--- Problem 1 ---
Identify every line in the records below that contains the string "building" and copy each of those lines.

--- Quoted passage ---

________________________

Linda Walsh said the following on 02/05/2013 04:39 PM:
I wasn't able to get any bootup display booting from grub+initrd -- I couldn't figure out how to make it boot in a VGA text mode and it refused to display a bootup log on my VGA-compat, on-board display card (MGA200 on board -- only enough memory to display 1024x768 in 32bit or 1280x1024 in 16bit color (on a 1920x1200 flat panel that came w/system -- it's meant to be a text console, not a GUI).
I was only able to keep VGA text mode boot by using lilo.
Of course initrd ignores all those settings and tries to do it's own thing, which meant I got no output UNTIL I saw a login prompt (in runlevel 3).
Not very comforting -- didn't know if it was booting up or was hung...
Forced me back to lilo and no initrd, ever since -- which is proving to be a major problem now with recent ill-thought-out changes that serve no purpose.

________________________

--- Data for this task ---
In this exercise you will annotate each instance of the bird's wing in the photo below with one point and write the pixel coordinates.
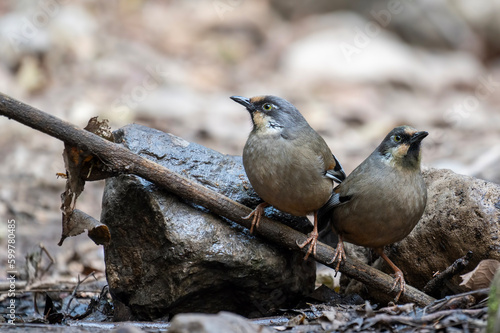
(335, 171)
(325, 212)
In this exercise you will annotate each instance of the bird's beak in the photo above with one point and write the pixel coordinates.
(418, 137)
(243, 101)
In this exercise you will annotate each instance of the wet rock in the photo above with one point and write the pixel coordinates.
(168, 256)
(221, 323)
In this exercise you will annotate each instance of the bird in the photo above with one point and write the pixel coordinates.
(382, 200)
(288, 163)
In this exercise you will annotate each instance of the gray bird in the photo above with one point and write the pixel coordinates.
(288, 164)
(382, 200)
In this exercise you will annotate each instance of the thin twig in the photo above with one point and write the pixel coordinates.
(121, 160)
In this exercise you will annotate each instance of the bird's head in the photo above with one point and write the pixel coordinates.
(401, 148)
(271, 114)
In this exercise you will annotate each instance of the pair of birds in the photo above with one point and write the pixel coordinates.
(291, 168)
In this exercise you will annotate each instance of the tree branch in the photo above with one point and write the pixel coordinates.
(121, 160)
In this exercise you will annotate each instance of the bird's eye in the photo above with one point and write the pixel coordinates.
(267, 107)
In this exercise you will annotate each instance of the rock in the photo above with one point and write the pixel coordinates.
(223, 322)
(462, 214)
(494, 305)
(167, 256)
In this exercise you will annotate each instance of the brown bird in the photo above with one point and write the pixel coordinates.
(382, 200)
(288, 164)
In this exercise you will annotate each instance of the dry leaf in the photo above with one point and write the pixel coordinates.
(481, 276)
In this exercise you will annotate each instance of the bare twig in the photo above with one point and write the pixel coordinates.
(119, 159)
(457, 267)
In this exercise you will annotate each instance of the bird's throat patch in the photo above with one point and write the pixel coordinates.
(257, 99)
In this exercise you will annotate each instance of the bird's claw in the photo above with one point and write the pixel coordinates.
(257, 214)
(339, 255)
(312, 240)
(399, 279)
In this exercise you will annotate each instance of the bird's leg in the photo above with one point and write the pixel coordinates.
(339, 253)
(256, 213)
(398, 274)
(312, 240)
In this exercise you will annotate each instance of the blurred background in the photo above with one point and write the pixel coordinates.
(354, 69)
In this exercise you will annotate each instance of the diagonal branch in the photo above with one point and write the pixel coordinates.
(120, 160)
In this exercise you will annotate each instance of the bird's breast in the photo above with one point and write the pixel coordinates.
(383, 210)
(284, 175)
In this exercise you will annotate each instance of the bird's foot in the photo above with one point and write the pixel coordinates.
(399, 279)
(339, 254)
(312, 240)
(257, 214)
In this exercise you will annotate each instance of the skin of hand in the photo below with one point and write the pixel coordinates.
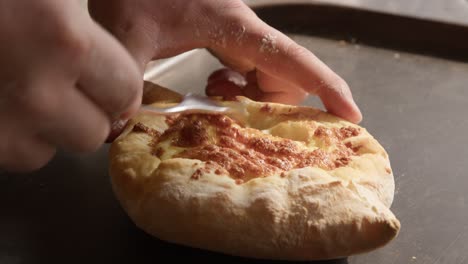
(262, 63)
(63, 79)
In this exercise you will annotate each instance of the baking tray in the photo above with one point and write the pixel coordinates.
(409, 77)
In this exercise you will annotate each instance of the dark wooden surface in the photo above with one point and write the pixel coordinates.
(415, 103)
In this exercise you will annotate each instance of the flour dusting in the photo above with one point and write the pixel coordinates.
(239, 34)
(217, 36)
(268, 43)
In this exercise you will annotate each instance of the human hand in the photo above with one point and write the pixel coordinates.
(272, 67)
(62, 79)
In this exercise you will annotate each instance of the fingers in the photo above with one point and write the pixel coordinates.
(279, 56)
(285, 68)
(110, 77)
(228, 84)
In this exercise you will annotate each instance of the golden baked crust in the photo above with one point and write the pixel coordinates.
(295, 184)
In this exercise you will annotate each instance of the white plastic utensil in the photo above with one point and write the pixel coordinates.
(190, 103)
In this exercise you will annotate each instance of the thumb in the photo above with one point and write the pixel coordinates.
(133, 38)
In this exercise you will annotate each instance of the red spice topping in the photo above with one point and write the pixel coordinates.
(245, 156)
(196, 175)
(139, 127)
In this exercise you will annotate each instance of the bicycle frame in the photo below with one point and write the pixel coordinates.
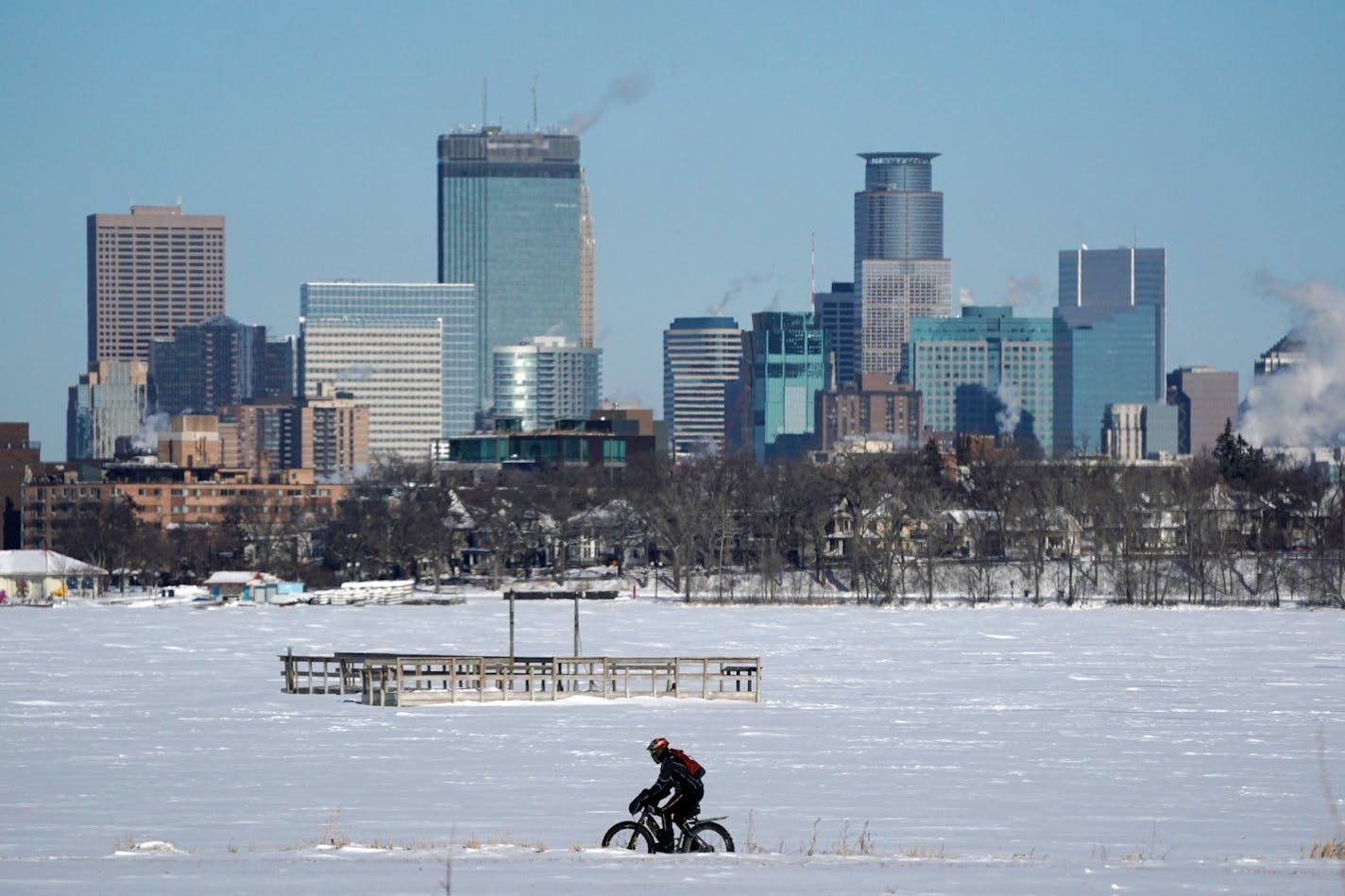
(651, 820)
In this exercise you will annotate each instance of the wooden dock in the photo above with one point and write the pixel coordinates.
(417, 680)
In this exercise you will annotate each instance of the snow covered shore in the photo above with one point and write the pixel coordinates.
(1001, 750)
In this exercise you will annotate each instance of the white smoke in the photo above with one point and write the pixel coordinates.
(1302, 404)
(627, 89)
(738, 285)
(1021, 290)
(148, 436)
(1011, 408)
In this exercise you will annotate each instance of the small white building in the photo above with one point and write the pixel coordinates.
(245, 585)
(41, 578)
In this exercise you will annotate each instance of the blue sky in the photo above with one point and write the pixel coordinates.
(1212, 129)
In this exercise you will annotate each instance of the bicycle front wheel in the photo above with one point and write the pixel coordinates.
(632, 836)
(709, 837)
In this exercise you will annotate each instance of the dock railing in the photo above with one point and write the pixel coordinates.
(384, 680)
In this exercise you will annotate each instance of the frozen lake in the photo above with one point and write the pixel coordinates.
(1004, 750)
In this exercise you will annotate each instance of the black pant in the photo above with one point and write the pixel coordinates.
(681, 807)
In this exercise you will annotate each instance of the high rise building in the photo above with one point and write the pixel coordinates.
(513, 219)
(1205, 401)
(1135, 432)
(701, 355)
(151, 272)
(544, 380)
(1110, 320)
(110, 402)
(986, 373)
(876, 408)
(327, 433)
(21, 459)
(406, 351)
(786, 357)
(216, 363)
(838, 315)
(898, 265)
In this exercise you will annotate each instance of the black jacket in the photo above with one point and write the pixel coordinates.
(674, 775)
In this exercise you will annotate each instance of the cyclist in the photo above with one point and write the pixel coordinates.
(679, 775)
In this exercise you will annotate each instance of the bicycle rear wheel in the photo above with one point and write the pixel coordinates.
(709, 837)
(632, 836)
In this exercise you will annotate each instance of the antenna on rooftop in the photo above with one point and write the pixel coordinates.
(812, 269)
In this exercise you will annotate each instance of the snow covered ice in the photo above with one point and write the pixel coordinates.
(1004, 750)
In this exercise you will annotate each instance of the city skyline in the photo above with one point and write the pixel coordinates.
(721, 168)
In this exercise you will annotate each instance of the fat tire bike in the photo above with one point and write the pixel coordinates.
(697, 835)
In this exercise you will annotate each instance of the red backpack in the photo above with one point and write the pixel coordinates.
(695, 769)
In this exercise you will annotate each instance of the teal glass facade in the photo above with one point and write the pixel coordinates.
(789, 369)
(1111, 323)
(510, 211)
(1107, 358)
(450, 309)
(987, 373)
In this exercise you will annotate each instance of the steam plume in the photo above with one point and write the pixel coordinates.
(1011, 409)
(627, 89)
(1021, 290)
(1303, 404)
(738, 285)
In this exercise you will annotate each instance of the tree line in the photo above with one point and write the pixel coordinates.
(885, 528)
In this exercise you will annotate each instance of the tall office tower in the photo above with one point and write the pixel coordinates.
(1134, 432)
(987, 373)
(327, 433)
(701, 355)
(588, 276)
(513, 221)
(206, 366)
(789, 367)
(279, 371)
(838, 315)
(898, 265)
(1110, 323)
(110, 402)
(19, 456)
(406, 351)
(544, 380)
(252, 434)
(1205, 399)
(149, 273)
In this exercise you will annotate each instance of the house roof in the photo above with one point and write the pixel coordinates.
(44, 563)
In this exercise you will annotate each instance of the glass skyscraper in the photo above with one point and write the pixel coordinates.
(513, 219)
(987, 373)
(110, 402)
(406, 351)
(701, 357)
(898, 266)
(545, 380)
(1111, 319)
(206, 366)
(789, 369)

________________________

--- Problem 2 ---
List every screen resolution mentioned in the boot display post above.

--- Task solution 1 ---
In this exercise you will annotate each instance of the small white building in the photo above with one point and write the pixel coordinates.
In this exercise you will annotate each instance of the high rise building in the photo above with one point and write the pixel coordinates.

--- Task solution 2 ---
1024x768
1280x1024
1920x1200